[What you will do]
Reproduce the records below in full, replacing "a dot" with "a single point" and leaving everything else unchanged.

>>>

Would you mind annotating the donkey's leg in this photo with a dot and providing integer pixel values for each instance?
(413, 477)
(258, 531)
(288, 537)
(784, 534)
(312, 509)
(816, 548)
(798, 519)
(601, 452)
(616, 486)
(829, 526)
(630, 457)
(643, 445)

<<<

[The output]
Would you mind annotating the donkey's leg in this photo with a single point and providing integer pixel values for each instance?
(413, 477)
(258, 531)
(288, 537)
(784, 534)
(312, 509)
(816, 548)
(798, 519)
(601, 452)
(616, 486)
(829, 526)
(630, 457)
(643, 445)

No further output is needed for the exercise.